● **TEXT TO READ**:
————————

Establish regular conference call or video meetings


February 23, 2021

This article is part of Advocacy Basics: Working with Congress.

In the process of moving members of Congress (MoCs) toward being champions for our cause and deepening the relationship with MoCs and their staff, RESULTS partners may find that they have formed a strong enough working relationship with an office to merit having regular meetings with these offices (generally with specific aides). These meetings could advance your work on a particular campaign, provide a vehicle for ongoing information-share on the hot topics of the moment, and help establish a powerful partnership with the MoC and their staff for advancing RESULTS goals.

Here are some steps you can take to facilitate having regular meetings with your MoC’s staff:

  • Assess where your member of Congress is on our Champion Scale. This assessment will help you get a sense of how you might get the most receptive response from the congressional office as you broach the subject of a regular meeting.
  • Bring up the subject of having regular meetings as a partnership for moving mutual goals forward. Describe how your meeting would be a sharing of information and would involve multiple RESULTS partners from around the district or state. Consider how the strategic involvements and passions of the MoC and of their staff might be served through the specific campaigns and momentum-building that RESULTS volunteers can offer. Keep in mind that the MoC/staff will invest the time in these meetings only when it advances their own perceived self-interest.

————————

● **TO BE DONE**: Summarize the article on holding regular meetings with congressional offices in two sentences.

————————

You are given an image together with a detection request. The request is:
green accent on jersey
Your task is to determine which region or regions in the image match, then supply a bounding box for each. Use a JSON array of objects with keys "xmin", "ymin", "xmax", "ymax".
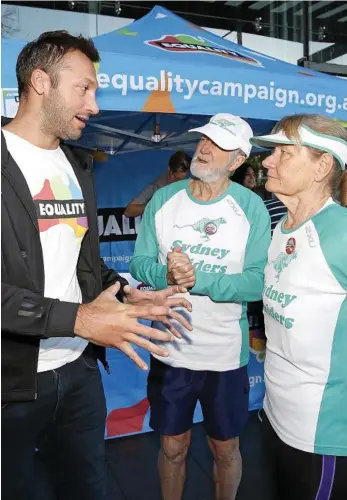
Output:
[
  {"xmin": 313, "ymin": 204, "xmax": 347, "ymax": 456},
  {"xmin": 129, "ymin": 180, "xmax": 189, "ymax": 290},
  {"xmin": 314, "ymin": 297, "xmax": 347, "ymax": 456},
  {"xmin": 239, "ymin": 302, "xmax": 249, "ymax": 368}
]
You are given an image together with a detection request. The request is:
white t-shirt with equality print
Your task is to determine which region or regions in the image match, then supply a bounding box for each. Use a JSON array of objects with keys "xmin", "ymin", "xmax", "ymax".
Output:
[
  {"xmin": 263, "ymin": 199, "xmax": 347, "ymax": 456},
  {"xmin": 3, "ymin": 130, "xmax": 88, "ymax": 372}
]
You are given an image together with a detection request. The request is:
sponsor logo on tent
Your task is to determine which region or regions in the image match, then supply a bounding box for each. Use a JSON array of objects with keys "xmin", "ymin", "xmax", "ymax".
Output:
[{"xmin": 145, "ymin": 34, "xmax": 262, "ymax": 66}]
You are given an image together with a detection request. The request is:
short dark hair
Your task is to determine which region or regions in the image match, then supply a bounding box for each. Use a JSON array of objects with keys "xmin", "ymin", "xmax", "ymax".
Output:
[
  {"xmin": 16, "ymin": 30, "xmax": 100, "ymax": 96},
  {"xmin": 169, "ymin": 151, "xmax": 192, "ymax": 174}
]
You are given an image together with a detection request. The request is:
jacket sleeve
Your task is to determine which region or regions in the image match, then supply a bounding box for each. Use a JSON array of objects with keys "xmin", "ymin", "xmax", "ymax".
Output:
[
  {"xmin": 1, "ymin": 283, "xmax": 79, "ymax": 339},
  {"xmin": 191, "ymin": 201, "xmax": 270, "ymax": 302}
]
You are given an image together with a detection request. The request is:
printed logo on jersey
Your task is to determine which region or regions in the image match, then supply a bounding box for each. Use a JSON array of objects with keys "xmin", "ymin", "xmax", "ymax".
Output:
[
  {"xmin": 174, "ymin": 217, "xmax": 227, "ymax": 241},
  {"xmin": 33, "ymin": 176, "xmax": 88, "ymax": 238},
  {"xmin": 286, "ymin": 238, "xmax": 296, "ymax": 255},
  {"xmin": 271, "ymin": 249, "xmax": 298, "ymax": 282}
]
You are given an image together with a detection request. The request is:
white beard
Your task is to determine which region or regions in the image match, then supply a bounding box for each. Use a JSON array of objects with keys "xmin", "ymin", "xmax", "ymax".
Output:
[{"xmin": 190, "ymin": 157, "xmax": 230, "ymax": 183}]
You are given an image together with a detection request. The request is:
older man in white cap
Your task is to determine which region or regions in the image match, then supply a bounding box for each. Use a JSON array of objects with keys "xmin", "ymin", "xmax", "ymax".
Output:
[{"xmin": 130, "ymin": 114, "xmax": 270, "ymax": 500}]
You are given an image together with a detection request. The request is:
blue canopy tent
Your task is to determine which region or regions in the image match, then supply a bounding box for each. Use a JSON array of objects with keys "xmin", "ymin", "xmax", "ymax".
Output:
[{"xmin": 2, "ymin": 7, "xmax": 347, "ymax": 437}]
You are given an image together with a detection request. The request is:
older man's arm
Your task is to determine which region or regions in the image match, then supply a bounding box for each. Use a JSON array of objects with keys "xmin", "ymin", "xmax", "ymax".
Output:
[
  {"xmin": 129, "ymin": 193, "xmax": 168, "ymax": 290},
  {"xmin": 191, "ymin": 200, "xmax": 271, "ymax": 302}
]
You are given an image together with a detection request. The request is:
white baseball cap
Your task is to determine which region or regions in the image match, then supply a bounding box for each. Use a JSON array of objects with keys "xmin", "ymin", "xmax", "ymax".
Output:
[{"xmin": 189, "ymin": 113, "xmax": 253, "ymax": 158}]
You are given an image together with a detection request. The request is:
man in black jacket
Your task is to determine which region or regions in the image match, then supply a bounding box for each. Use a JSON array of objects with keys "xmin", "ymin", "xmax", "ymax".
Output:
[{"xmin": 1, "ymin": 32, "xmax": 190, "ymax": 500}]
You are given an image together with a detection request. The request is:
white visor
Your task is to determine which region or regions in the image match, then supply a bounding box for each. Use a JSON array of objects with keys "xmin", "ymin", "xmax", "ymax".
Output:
[{"xmin": 250, "ymin": 125, "xmax": 347, "ymax": 170}]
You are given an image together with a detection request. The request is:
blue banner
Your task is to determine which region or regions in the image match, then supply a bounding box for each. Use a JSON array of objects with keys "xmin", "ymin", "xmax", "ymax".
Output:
[{"xmin": 95, "ymin": 151, "xmax": 265, "ymax": 438}]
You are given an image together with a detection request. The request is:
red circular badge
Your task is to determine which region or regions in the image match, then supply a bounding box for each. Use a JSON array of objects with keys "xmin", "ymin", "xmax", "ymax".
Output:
[{"xmin": 286, "ymin": 238, "xmax": 296, "ymax": 255}]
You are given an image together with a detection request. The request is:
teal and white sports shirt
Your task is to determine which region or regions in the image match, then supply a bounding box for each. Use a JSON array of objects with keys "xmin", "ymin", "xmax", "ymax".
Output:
[
  {"xmin": 263, "ymin": 199, "xmax": 347, "ymax": 456},
  {"xmin": 130, "ymin": 180, "xmax": 270, "ymax": 371}
]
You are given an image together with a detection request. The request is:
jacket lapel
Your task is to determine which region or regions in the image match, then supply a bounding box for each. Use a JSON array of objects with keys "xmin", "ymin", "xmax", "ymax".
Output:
[{"xmin": 1, "ymin": 132, "xmax": 39, "ymax": 232}]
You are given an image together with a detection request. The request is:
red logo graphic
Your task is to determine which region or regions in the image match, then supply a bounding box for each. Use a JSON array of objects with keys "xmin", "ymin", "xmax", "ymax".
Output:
[
  {"xmin": 106, "ymin": 398, "xmax": 149, "ymax": 437},
  {"xmin": 286, "ymin": 238, "xmax": 296, "ymax": 255},
  {"xmin": 145, "ymin": 34, "xmax": 263, "ymax": 67}
]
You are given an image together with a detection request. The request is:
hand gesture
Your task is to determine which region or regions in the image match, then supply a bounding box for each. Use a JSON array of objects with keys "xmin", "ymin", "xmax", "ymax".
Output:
[
  {"xmin": 74, "ymin": 283, "xmax": 177, "ymax": 370},
  {"xmin": 123, "ymin": 285, "xmax": 193, "ymax": 338},
  {"xmin": 167, "ymin": 248, "xmax": 195, "ymax": 288}
]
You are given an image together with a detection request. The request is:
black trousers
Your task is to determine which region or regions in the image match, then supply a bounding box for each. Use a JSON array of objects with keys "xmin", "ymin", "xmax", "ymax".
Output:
[
  {"xmin": 262, "ymin": 414, "xmax": 347, "ymax": 500},
  {"xmin": 1, "ymin": 348, "xmax": 108, "ymax": 500}
]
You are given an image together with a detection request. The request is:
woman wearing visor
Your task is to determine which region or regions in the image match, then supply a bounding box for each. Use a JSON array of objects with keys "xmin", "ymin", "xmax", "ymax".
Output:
[{"xmin": 252, "ymin": 115, "xmax": 347, "ymax": 500}]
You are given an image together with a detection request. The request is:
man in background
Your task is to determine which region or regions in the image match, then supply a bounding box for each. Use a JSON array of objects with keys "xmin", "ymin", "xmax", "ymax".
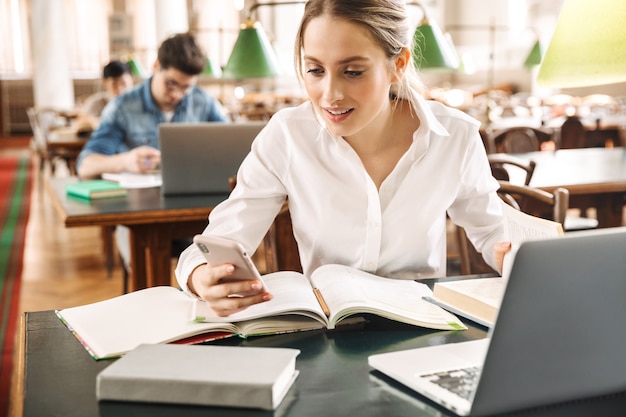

————————

● **THE SOLUTION**: RESULTS partners who have built a strong enough working relationship with a member of Congress's office may merit regular meetings with its staff, which can advance a campaign, allow ongoing information-sharing on current topics, and build a partnership for RESULTS goals. To set these up, partners can assess where the member stands on the Champion Scale and propose the meetings as a partnership for mutual goals, remembering that the office will invest the time only when doing so serves its own perceived self-interest.